■ WORK ORDER: Set down every entry below exactly as it stands.

=== Begin Enclosure ===

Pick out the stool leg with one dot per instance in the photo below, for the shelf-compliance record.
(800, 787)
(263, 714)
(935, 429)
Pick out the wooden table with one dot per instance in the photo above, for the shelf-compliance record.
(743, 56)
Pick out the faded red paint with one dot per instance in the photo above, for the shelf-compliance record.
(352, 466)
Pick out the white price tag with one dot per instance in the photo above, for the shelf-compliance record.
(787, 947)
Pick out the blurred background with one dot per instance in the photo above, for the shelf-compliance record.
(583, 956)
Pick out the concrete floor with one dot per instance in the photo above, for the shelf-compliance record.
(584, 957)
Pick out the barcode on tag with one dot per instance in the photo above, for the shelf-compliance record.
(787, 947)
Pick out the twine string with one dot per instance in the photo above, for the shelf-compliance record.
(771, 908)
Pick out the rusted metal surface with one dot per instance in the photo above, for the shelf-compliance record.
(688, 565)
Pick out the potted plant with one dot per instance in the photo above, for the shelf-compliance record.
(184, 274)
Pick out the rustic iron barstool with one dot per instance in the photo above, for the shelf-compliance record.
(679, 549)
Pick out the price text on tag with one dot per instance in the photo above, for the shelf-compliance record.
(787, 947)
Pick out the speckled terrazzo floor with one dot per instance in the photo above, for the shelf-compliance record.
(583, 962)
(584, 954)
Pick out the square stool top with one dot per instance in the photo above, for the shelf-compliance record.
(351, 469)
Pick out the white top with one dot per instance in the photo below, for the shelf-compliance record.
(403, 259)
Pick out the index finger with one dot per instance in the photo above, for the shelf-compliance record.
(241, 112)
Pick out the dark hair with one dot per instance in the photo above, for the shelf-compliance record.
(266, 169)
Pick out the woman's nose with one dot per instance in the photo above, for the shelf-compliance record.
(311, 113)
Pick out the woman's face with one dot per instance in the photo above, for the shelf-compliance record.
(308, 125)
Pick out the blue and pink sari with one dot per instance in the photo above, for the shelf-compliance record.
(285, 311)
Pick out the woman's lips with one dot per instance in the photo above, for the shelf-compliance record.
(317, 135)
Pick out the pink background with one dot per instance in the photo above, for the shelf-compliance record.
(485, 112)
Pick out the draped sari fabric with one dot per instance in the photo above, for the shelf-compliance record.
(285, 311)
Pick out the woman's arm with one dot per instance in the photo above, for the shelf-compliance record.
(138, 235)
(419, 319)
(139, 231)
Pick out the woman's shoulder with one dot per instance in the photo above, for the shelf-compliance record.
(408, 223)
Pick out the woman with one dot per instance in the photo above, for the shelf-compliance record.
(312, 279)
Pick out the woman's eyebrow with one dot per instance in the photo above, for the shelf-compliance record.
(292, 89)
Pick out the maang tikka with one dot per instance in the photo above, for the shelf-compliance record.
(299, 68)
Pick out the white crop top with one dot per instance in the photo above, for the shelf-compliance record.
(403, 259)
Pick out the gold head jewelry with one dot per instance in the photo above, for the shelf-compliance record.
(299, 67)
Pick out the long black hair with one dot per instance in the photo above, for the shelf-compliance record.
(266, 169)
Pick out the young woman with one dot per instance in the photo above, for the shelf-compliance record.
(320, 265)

=== End Enclosure ===

■ SOLUTION TO THIS TASK:
Pick out the stool leg with one dot per instance in the photo below, for the shelf-compliance record.
(800, 787)
(263, 714)
(935, 429)
Pick out the wooden table with one dot per instance in the photo above, for the shelf-compliance record.
(743, 56)
Pick out the faded red paint with one dot per instance in the photo above, for the shelf-compliance record.
(352, 466)
Pick out the white price tag with one dot per instance in the photo above, for the shelf-compliance record.
(787, 947)
Pick out the blurred background with one dot per instance in the photo above, for the shelf-compliance record.
(583, 956)
Pick out the concrete floor with one dot per instance in the photo above, for the shelf-compliance record.
(584, 957)
Pick out the barcode on tag with one dot per instance in the photo above, for the shelf-compliance record.
(787, 947)
Pick out the twine string with one dot per instance in the photo above, for the shelf-compliance record.
(771, 908)
Pick out the rusted metal surface with one dot per instance in the photo above, for the shelf-compliance record.
(688, 565)
Pick out the potted plant with one dot per instance in the photo above, for the shelf-compliance record.
(184, 274)
Pick out the rustic iron barstool with one dot per instance in the photo above, for the shelf-compliance record.
(679, 549)
Pick out the price text on tag with one dot per instance in the photo above, for the shelf-compliance record.
(787, 947)
Pick out the speckled terrazzo floor with one dot per instance in the photo above, for the shelf-compliance record.
(583, 962)
(584, 954)
Pick out the square stool top with one dot per instance in the photo above, for the shelf-compliance record.
(351, 469)
Pick out the white top with one dot per instance in the photo below, for the shelf-compliance record.
(403, 259)
Pick out the index finger with one dot per instance in the photo above, for the shelf-compliance record.
(241, 112)
Pick out the dark hair with one dot per instance in the photo above, for the shelf-compliance record.
(266, 169)
Pick out the woman's nose with one dot per instance in the photo above, for the shelf-compliance record.
(311, 113)
Pick out the woman's face with one dot per instance in the photo above, for the shelf-compliance record.
(308, 125)
Pick out the blue and pink sari with one dot per instance in the photo above, for the shelf-compliance record.
(285, 311)
Pick out the woman's lips with one dot per instance in the photo above, for the shelf-compliance record.
(317, 135)
Pick out the pink background with one dot per instance in the photo above, for the shelf-compliance record.
(485, 112)
Pick out the draped sari fabric with one dot per instance in the photo above, for the shelf-compliance record.
(285, 311)
Pick out the woman's arm with one dot per instance in the photo above, for the shelf-compliance record.
(138, 235)
(419, 319)
(139, 231)
Pick out the woman's shoulder with one dot per instance in the photo above, for the shelf-compliance record.
(408, 223)
Pick out the woman with one dot per instance in the photo above, for the shelf-compliance record.
(312, 279)
Pick out the woman's eyebrow with one dot per instance in the photo above, for the shelf-compliance record.
(292, 89)
Pick out the maang tikka with one dot per instance in the photo above, for the shelf-compliance record.
(299, 68)
Pick out the white crop top with one dot per instance in the photo above, for the shelf-compliance record.
(403, 259)
Pick out the gold head jewelry with one dot per instance in the photo above, for the shelf-compliance record.
(299, 67)
Pick out the long black hair with one dot per instance in the photo above, for the shelf-compliance record.
(266, 169)
Pick out the young woman with one dot per instance in the photo above, for the shelf-compliance record.
(320, 265)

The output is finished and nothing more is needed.